(Position annotation records)
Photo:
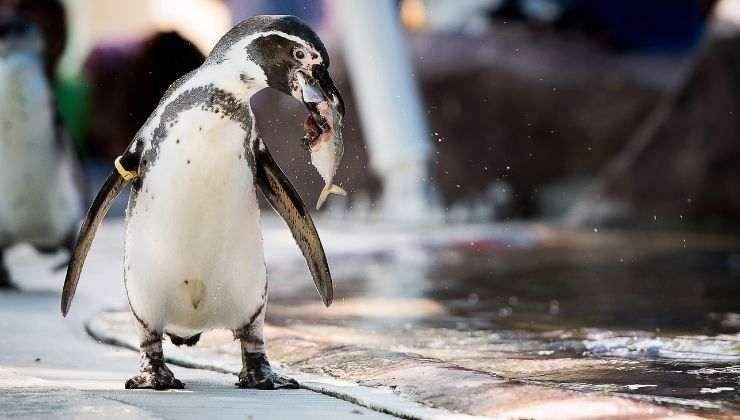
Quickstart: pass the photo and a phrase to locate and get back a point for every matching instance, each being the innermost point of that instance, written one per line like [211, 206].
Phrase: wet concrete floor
[652, 316]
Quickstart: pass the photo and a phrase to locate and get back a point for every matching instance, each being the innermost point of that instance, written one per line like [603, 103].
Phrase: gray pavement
[49, 367]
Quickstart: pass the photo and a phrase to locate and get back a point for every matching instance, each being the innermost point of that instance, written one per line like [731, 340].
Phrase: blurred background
[529, 180]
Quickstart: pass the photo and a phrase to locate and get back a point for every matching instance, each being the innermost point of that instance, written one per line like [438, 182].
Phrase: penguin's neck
[243, 80]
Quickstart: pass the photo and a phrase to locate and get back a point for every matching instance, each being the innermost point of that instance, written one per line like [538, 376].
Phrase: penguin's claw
[157, 379]
[259, 375]
[158, 383]
[269, 382]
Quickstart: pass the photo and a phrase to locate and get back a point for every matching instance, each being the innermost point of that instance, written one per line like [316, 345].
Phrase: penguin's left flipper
[100, 206]
[285, 200]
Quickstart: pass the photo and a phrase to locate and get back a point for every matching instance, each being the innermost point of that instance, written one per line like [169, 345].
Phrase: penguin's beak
[315, 89]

GIVEN REQUEST ::
Copy out the lines verbatim, beginning with the line that contains "like [603, 103]." and continuing through the last line of the items.

REPLY TO THE TASK ::
Quickstart: pass the photo and a phrase to locate and get back a point for every matching instance, each being the innermost point of that instance, written one per line like [603, 103].
Phrase: gray pavement
[49, 367]
Quickstart: pass the photo and a phrase to locate and get back a point for every matching instance, each being the innermost point of that instance, written one per line like [731, 340].
Phrase: blurred background
[529, 180]
Quickstart: pass the photo and a phrase to locate and get back a point for every matching instance, each being the innermost point of that instance, written one per line like [438, 182].
Phrase: penguin's neck
[243, 80]
Quickstart: pass the photo and a phrase to locate and get back a point for every matching instance, each being the innermost point of that instance, written one per line like [538, 376].
Phrase: penguin's claw
[157, 379]
[259, 375]
[158, 383]
[269, 382]
Quickstart: pass the photo and a phrase to locate and get back a point for every matching instance, each being the innermost point of that instance, written one per line like [316, 345].
Phrase: penguin's left flipper
[100, 206]
[285, 200]
Quickstart: pass the photo and a phrase to locate and get back a point for every matching instance, each being the innermost point of that instance, written one per line like [169, 345].
Phrase: penguin's beak
[315, 89]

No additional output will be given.